What to produce = The records that follow should be retyped word for word.

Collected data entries
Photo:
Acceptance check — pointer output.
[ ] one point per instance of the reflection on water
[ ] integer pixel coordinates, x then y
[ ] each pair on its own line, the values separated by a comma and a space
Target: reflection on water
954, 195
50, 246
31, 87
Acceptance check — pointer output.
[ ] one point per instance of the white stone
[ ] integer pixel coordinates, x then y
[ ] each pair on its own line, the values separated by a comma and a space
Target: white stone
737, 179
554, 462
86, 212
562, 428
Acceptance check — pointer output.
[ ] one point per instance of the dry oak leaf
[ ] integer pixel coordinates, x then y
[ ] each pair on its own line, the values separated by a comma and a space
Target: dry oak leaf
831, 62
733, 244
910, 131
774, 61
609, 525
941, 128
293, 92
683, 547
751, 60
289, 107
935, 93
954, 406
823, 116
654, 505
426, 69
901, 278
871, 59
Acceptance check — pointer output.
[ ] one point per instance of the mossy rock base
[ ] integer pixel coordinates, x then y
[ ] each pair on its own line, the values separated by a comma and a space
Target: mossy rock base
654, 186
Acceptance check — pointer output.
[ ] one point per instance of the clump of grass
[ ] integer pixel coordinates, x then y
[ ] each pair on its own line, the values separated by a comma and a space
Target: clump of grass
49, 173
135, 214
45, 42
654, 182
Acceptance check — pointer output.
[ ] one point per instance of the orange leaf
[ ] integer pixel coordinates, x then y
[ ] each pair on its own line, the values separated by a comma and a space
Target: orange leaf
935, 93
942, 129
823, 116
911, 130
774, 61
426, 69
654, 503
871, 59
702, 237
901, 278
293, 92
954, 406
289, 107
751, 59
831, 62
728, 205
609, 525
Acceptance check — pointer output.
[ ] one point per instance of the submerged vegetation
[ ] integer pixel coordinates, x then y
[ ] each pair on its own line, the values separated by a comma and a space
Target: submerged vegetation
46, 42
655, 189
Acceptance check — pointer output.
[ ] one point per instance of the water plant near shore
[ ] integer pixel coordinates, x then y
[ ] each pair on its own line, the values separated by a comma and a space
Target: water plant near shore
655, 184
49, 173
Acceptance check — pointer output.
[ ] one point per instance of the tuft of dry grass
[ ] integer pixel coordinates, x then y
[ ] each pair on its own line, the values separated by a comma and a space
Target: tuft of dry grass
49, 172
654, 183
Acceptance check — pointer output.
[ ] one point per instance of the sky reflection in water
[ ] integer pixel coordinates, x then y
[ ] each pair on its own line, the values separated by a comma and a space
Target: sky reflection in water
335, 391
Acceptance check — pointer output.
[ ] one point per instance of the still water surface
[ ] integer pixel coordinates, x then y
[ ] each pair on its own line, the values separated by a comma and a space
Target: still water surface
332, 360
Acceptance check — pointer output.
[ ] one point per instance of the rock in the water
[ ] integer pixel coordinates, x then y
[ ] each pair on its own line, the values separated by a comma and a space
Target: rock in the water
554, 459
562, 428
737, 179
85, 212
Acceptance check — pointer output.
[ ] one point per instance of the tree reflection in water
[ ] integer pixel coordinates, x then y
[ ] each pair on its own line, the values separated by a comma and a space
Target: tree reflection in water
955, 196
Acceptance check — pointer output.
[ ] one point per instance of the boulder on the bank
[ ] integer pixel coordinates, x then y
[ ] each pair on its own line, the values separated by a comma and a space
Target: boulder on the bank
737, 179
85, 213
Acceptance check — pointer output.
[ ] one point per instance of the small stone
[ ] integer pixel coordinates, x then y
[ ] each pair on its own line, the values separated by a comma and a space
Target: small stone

Expected answer =
Photo:
Acceptance check — pointer output.
[ ] one point per instance of the reflection on water
[ ] integer pixel coordinates, x then y
[ ] each pair on its own line, the values separated by a comma and a space
Target: reflection on water
954, 195
50, 246
31, 87
Acceptance check — pointer output.
[ ] one point per instance of the white stone
[ ] integer pixel coordinates, x then y
[ ] each pair on its own line, the values separated by a comma and a space
Target: white stone
737, 179
554, 462
86, 212
562, 428
Acceptance check — pointer output.
[ ] one point per instance of the dry oak leaf
[ ] integer pixel coordinates, x then y
[ ] each pair on its own line, the values separated by a comma and a space
Target: dry oak leaf
831, 62
733, 244
910, 131
774, 61
609, 525
941, 128
293, 92
683, 547
751, 60
289, 107
935, 93
954, 406
823, 116
654, 505
426, 69
901, 278
871, 59
Acceptance check — pointer output.
[ ] one point per instance of the mossy rock base
[ ] integer pixel coordinates, x then y
[ ] each pair on its own line, the values separated by a comma and a space
Target: mossy rock base
654, 186
Acceptance check — pointer output.
[ ] one point per instance of the clump of grass
[ ] integer pixel coordinates, x then y
[ ] each pair on its own line, the values separated by a comma and a space
Target: clump of grass
49, 173
135, 214
45, 42
654, 182
Acceptance check — pointer output.
[ ] one point per instance of the orange leaf
[ ] integer pixel coordinates, x then y
[ ] each pair on its own line, the values separated by a comma and a space
Target: orange leaf
935, 93
942, 129
823, 116
911, 130
774, 61
426, 69
654, 503
871, 59
702, 237
901, 278
293, 92
954, 406
289, 107
751, 59
831, 62
728, 205
609, 525
Acceptance check — pointer output.
[ ] one point per instance of the submerged vegetation
[ ] integer pixel coordinates, x then y
[ ] each pair on its own line, the values separated by a comma and a space
Target: submerged vegetation
46, 42
655, 189
Acceptance check — pointer output.
[ ] one point per instance of the water plant near shore
[ ] integer pixel coordinates, x then y
[ ] each pair on its own line, the values separated by a comma and a space
Target: water plant near shore
655, 184
49, 173
Acceptance check — pointer output.
[ ] one point per instance of the tuft of dry grass
[ ] integer pixel coordinates, x then y
[ ] each pair on its own line, the values separated by a comma and a space
Target: tuft of dry grass
49, 172
654, 183
Acceptance check — pointer output.
[ ] one point per instance of the sky reflection in water
[ ] integer pixel coordinates, x then y
[ ] each pair on its own line, the values separated by a comma and a space
Target: sky reflection in water
335, 391
Acceptance check — pointer output.
[ ] one point per instance of the still water surface
[ ] integer pixel coordinates, x then y
[ ] each pair on its own line, the values separated by a comma and a space
Target: still water surface
332, 360
Acceptance check — pointer output.
[ ] one point per instance of the rock in the water
[ ] integer pixel coordinates, x then y
[ ] each pair on its own line, the values separated by a comma and a space
Target: rock in the water
554, 459
562, 428
737, 179
85, 212
Acceptance check — pointer output.
[ ] one point per instance of the tree reflection in water
[ ] integer pixel coordinates, x then y
[ ] each pair on its own line, the values separated by a comma and a space
Target: tree reflection in water
955, 196
Acceptance check — pointer output.
[ ] one point per instance of the boulder on the bank
[ ] integer pixel coordinates, x then y
[ ] each pair on its own line, the values separated by a comma and a space
Target: boulder on the bank
737, 179
85, 213
Acceptance check — pointer output.
[ ] one point per instance of the small stone
[ ] integer pixel coordinates, x then y
[ ] each pair on its own line, the values separated by a comma and a space
Target: small stone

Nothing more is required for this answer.